La résistance aux antimicrobiens est une source de préoccupation mondiale pour la santé humaine et animale, et a été à l’origine de quelque 500 000 décès dans la Région en 2019. Les États membres ont approuvé la feuille de route présentée lors de la session du Comité régional, qui consiste à identifier, à prioriser et à mettre en œuvre des interventions éprouvées pour lutter contre la résistance aux antimicrobiens. Le docteur Jeremy Farrar, scientifique en chef de l’OMS, tout en félicitant la Région européenne pour son leadership, a souligné la dimension mondiale de la résistance aux antimicrobiens, et a évoqué en termes très clairs la menace qu’elle fait peser sur les procédures médicales telles que les opérations chirurgicales de routine et la prestation de soins maternels en toute sécurité, avec la possibilité réelle que les antibiotiques essentiels deviennent inutiles.

# [FICHES DE DONNÉES]
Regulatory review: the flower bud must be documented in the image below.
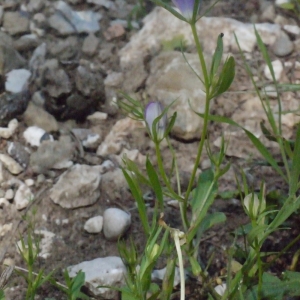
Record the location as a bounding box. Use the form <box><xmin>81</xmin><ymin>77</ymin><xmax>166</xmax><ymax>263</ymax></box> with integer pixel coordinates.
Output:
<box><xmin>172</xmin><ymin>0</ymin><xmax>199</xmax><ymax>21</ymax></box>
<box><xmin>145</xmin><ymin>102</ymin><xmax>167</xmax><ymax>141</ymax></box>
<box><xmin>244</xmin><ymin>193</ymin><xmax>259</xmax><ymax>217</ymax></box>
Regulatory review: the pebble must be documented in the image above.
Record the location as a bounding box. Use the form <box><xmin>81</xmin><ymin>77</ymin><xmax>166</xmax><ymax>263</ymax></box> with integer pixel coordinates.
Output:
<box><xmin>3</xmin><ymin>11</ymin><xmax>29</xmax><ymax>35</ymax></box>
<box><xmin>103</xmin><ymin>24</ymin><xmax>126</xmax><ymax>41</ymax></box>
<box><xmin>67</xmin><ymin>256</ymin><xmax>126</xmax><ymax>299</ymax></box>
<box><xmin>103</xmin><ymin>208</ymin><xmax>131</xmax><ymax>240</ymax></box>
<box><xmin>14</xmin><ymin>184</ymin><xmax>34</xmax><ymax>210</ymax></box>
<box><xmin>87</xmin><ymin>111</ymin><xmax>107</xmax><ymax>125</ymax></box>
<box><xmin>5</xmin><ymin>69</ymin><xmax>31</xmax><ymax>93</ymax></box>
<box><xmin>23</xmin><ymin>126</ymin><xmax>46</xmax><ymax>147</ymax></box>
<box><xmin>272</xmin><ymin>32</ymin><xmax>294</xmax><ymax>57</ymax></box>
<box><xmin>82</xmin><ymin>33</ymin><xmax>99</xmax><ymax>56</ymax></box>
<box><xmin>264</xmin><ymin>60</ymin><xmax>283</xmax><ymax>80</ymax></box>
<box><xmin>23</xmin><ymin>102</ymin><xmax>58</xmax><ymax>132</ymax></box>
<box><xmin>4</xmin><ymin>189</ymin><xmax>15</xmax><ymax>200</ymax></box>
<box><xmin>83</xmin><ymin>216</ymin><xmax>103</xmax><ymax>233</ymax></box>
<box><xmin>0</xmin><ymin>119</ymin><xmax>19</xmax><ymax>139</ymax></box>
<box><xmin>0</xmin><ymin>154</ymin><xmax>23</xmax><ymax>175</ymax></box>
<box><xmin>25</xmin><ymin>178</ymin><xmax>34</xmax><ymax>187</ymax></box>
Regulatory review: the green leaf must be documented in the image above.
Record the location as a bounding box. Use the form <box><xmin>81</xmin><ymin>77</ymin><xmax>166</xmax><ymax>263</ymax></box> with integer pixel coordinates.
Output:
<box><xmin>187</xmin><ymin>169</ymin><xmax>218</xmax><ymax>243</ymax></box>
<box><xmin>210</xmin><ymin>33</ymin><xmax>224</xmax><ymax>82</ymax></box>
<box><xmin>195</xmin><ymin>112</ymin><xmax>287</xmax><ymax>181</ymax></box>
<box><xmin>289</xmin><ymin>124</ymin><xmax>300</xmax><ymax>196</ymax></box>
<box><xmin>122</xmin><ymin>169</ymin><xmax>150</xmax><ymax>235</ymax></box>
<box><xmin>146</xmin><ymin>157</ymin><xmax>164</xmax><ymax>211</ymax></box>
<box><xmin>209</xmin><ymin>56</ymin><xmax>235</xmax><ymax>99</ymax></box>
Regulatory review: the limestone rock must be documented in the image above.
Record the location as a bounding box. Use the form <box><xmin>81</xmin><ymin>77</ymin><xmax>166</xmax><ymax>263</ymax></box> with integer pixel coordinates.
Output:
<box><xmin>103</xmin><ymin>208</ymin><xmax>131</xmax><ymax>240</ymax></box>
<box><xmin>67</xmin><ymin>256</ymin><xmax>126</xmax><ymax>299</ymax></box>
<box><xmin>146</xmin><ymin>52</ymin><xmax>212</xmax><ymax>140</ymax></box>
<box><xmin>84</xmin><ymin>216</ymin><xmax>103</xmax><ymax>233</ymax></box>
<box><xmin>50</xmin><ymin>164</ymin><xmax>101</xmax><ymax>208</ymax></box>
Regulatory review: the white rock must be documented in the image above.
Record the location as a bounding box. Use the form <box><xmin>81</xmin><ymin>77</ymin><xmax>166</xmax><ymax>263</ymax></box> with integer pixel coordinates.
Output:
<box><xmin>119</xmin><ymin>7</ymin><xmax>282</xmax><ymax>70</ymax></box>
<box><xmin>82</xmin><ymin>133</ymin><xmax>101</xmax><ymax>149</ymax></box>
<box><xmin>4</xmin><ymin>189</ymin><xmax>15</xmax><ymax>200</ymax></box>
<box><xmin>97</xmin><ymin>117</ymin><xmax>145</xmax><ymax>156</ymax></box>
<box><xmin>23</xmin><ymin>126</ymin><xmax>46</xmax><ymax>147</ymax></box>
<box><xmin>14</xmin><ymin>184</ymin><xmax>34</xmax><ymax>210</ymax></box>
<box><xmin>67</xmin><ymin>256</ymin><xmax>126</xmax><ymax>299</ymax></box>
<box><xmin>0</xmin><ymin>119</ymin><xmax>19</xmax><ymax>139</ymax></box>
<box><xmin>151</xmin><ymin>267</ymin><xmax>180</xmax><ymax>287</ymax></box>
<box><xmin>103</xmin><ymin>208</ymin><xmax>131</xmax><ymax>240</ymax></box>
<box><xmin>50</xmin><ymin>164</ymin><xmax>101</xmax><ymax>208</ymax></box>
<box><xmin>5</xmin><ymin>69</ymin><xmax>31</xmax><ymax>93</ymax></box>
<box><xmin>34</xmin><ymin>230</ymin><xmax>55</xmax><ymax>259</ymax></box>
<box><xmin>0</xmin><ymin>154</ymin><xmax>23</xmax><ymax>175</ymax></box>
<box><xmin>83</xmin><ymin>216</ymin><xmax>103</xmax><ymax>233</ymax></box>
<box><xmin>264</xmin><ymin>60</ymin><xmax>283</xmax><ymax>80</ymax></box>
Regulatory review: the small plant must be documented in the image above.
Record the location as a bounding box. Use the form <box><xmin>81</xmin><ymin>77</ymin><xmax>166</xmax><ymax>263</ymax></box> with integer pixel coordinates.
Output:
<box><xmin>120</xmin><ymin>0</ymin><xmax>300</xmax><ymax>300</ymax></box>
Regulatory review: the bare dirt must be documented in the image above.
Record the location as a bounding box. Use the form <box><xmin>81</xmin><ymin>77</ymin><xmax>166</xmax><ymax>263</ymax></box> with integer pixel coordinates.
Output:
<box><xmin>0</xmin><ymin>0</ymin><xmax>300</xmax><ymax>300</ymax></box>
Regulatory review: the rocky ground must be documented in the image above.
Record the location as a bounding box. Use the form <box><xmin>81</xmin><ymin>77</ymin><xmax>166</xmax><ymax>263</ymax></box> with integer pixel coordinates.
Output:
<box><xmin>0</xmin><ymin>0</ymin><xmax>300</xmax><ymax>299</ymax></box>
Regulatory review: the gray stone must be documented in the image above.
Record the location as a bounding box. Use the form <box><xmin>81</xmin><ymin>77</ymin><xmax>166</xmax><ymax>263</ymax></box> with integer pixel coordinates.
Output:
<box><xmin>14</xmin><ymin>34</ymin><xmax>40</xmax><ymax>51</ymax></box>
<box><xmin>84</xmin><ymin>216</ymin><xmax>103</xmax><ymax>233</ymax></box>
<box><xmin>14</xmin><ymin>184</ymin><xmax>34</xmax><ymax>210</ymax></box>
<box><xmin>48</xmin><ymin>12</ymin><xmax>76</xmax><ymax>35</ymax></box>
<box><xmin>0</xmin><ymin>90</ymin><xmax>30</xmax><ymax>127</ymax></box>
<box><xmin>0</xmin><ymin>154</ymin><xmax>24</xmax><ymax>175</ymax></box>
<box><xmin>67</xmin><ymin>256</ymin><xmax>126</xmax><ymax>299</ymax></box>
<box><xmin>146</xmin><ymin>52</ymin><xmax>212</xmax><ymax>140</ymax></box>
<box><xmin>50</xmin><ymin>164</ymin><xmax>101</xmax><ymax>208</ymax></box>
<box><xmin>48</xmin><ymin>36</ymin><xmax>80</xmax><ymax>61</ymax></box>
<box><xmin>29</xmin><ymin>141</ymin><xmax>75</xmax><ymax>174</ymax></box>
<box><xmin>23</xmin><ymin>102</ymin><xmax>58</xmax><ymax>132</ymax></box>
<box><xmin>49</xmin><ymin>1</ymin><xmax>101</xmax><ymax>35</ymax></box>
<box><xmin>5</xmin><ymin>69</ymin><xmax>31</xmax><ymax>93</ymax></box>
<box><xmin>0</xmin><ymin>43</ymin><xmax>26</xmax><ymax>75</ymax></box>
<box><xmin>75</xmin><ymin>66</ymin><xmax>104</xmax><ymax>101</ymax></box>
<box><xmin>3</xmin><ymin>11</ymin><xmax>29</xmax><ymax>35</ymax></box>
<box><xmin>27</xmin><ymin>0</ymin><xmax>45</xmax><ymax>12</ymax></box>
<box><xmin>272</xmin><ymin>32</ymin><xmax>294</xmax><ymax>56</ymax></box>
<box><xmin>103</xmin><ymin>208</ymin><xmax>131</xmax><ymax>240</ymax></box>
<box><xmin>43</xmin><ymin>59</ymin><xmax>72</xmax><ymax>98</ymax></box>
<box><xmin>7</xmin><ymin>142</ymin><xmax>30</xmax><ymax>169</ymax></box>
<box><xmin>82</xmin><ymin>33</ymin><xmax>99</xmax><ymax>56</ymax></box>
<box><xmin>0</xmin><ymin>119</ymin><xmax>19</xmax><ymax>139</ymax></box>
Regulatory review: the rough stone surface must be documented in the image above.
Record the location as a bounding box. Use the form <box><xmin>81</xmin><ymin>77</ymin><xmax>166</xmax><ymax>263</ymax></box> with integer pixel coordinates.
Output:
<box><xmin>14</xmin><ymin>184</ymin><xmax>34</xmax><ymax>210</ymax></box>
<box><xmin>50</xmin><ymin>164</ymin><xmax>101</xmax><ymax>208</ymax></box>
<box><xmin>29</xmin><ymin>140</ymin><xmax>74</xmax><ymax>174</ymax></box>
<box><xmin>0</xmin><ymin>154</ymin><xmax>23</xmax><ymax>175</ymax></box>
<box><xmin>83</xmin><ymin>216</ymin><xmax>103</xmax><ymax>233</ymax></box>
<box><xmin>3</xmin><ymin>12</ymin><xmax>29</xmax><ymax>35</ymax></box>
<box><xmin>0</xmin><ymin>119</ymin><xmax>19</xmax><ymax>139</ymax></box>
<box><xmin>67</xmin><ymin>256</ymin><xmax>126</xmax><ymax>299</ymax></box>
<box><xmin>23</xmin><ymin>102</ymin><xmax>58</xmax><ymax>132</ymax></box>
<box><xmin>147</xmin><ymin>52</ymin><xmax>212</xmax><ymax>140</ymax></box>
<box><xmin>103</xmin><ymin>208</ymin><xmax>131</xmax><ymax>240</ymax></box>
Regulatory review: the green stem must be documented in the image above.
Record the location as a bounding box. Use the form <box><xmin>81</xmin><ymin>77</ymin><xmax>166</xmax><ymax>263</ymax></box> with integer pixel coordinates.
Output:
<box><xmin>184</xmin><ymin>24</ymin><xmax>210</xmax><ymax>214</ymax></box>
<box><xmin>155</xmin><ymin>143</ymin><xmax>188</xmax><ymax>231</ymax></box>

# [EXERCICES À FAIRE]
- A) D'après le texte sur la résistance aux antimicrobiens, combien de décès celle-ci a-t-elle causés dans la Région en 2019 ?
- B) Recopiez tout le passage du texte sur la résistance aux antimicrobiens, depuis « La résistance aux antimicrobiens est » jusqu'à « essentiels deviennent inutiles. ».
- C) Continuez le texte sur la résistance aux antimicrobiens à partir de sa dernière phrase.

# [LISTE DES RÉPONSES]
- A) Quelque 500 000 décès.

- B)
La résistance aux antimicrobiens est une source de préoccupation mondiale pour la santé humaine et animale, et a été à l’origine de quelque 500 000 décès dans la Région en 2019. Les États membres ont approuvé la feuille de route présentée lors de la session du Comité régional, qui consiste à identifier, à prioriser et à mettre en œuvre des interventions éprouvées pour lutter contre la résistance aux antimicrobiens. Le docteur Jeremy Farrar, scientifique en chef de l’OMS, tout en félicitant la Région européenne pour son leadership, a souligné la dimension mondiale de la résistance aux antimicrobiens, et a évoqué en termes très clairs la menace qu’elle fait peser sur les procédures médicales telles que les opérations chirurgicales de routine et la prestation de soins maternels en toute sécurité, avec la possibilité réelle que les antibiotiques essentiels deviennent inutiles.

- C)
Ces dernières années, la Région européenne a été confrontée à plusieurs situations urgence, générant un sentiment de « permacrise ». Pour pallier cette situation, le docteur Gerald Rockenschaub, directeur pour les situations d’urgence régionales, a présenté la stratégie et le plan d’action Préparation 2.0 sur la préparation, la riposte et la résilience face aux urgences sanitaires dans la Région européenne de l’OMS (2024-2029), appelant les États membres à se concentrer sur la meilleure façon d’anticiper les urgences sanitaires à venir et de s’y préparer. Par ailleurs, le docteur Gail Carson, présidente du Groupe consultatif technique pour Préparation 2.0, a fait le point sur les activités récentes du groupe. Elle a insisté sur la nécessité d’agir dans le cadre de partenariats stratégiques et collaboratifs réunissant un large éventail de parties prenantes, et a souligné que le Groupe consultatif technique n’était qu’au début de son processus.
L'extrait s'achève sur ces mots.